## The problem
Please print the listing that follows word for word, but skip any pictures it holds.

───── Records

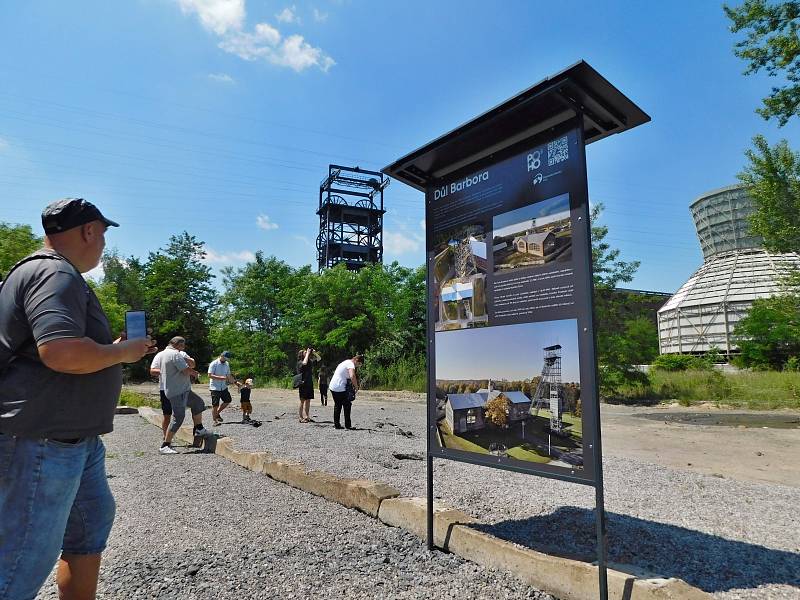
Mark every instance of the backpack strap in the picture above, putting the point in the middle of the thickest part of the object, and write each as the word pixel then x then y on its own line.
pixel 38 255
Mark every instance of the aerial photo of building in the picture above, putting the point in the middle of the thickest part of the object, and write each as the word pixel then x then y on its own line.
pixel 509 390
pixel 736 271
pixel 533 235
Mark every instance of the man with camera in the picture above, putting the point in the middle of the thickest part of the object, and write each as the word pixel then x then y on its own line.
pixel 60 380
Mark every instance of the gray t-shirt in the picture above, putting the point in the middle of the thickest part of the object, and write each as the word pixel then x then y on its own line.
pixel 175 382
pixel 43 300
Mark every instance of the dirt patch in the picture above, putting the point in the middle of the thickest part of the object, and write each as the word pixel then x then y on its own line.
pixel 724 419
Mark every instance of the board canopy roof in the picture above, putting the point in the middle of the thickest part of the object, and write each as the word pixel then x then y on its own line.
pixel 555 100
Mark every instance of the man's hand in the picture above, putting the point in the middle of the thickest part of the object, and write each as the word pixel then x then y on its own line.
pixel 133 350
pixel 84 355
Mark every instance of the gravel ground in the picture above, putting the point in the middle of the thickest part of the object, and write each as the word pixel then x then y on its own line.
pixel 733 539
pixel 195 526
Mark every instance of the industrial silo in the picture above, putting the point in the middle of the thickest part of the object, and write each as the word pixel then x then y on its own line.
pixel 736 270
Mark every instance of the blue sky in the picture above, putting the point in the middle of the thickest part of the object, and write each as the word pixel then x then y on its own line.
pixel 508 352
pixel 543 212
pixel 220 116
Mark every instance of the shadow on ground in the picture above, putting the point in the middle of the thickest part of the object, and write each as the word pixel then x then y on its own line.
pixel 709 562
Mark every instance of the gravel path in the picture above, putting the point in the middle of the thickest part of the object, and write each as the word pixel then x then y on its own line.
pixel 734 539
pixel 195 526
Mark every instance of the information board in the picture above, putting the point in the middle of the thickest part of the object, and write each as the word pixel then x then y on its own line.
pixel 512 380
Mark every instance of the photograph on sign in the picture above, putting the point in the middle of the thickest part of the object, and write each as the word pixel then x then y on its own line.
pixel 511 391
pixel 533 236
pixel 459 276
pixel 505 263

──────────

## Answer for this exercise
Mark every instance of the backpack strap in the picture above, putting the point in the middle of the thickest part of the object, and write each as the word pixel then x then y on its own line.
pixel 38 255
Mark every instance of the aerial photo of building in the picture above, putting the point in the middle of the thickest part of the object, and write each as the word pixel then x then y on its own line.
pixel 509 390
pixel 736 271
pixel 533 235
Mark every instance of the man with camera in the picture above, putting the point in the middle of the thickest part of the object, and write each as the word pixel then x then y on its own line.
pixel 60 380
Mark every instance of the gray t-shirt in the picture above, putting the point in the middle of the thickest part of the object, and write each as the word pixel then x then y on its own line.
pixel 175 382
pixel 43 300
Mark every instance of the dirt patch in the picture above, putting the point in the middle of the thickest part of the object, and write each as the word pixel then x then y on its own line.
pixel 724 419
Mark every instance of the board canopy roof in the picture above, putting the point in the middle of the thickest part of the object, and write each as the word pixel then x then y on its own line.
pixel 555 100
Mark every instance of the man's hand in the picture above, putting the point in the middle of the thickest part of the object, and write each as the word pixel then x then y on its own line.
pixel 133 350
pixel 84 355
Mark every instance of the gravel ground in the picture above, putting the point in the middle of the thickest part of the object, and write each as the word pixel then x then y on its own line.
pixel 733 539
pixel 195 526
Mark every instance of the industrial silo in the picture above, putting the point in the middle of the thickest part of the object, and write each as the word pixel then x then y on its own line.
pixel 736 270
Mark every instance of the blue sky in the picture above, putting the point in the middle of the thickest part of the object, and write each as the word pixel then x then y on its own line.
pixel 508 352
pixel 543 212
pixel 220 116
Mark every instance of the shadow on ground in the picture above, putting the point in the middle of the thickest part of the object, and write each as the word pixel then x then y on its own line.
pixel 709 562
Mark every instance of the gravel path in the picture above, putting the point in the middle of the thickest part of the object, and write each as the word pixel then x then y on its own line.
pixel 734 539
pixel 195 526
Mark every instance of the information board in the picture above, putting the point in the middle of the thickest part of the object, and write each as the word pixel then x then y on its own line.
pixel 512 380
Mark every instance of the photograph on sign in the picture above, putting the point in the middle of the thickest part of the object, and write each as the word pixel then x then y on its own line.
pixel 511 391
pixel 533 236
pixel 459 276
pixel 505 263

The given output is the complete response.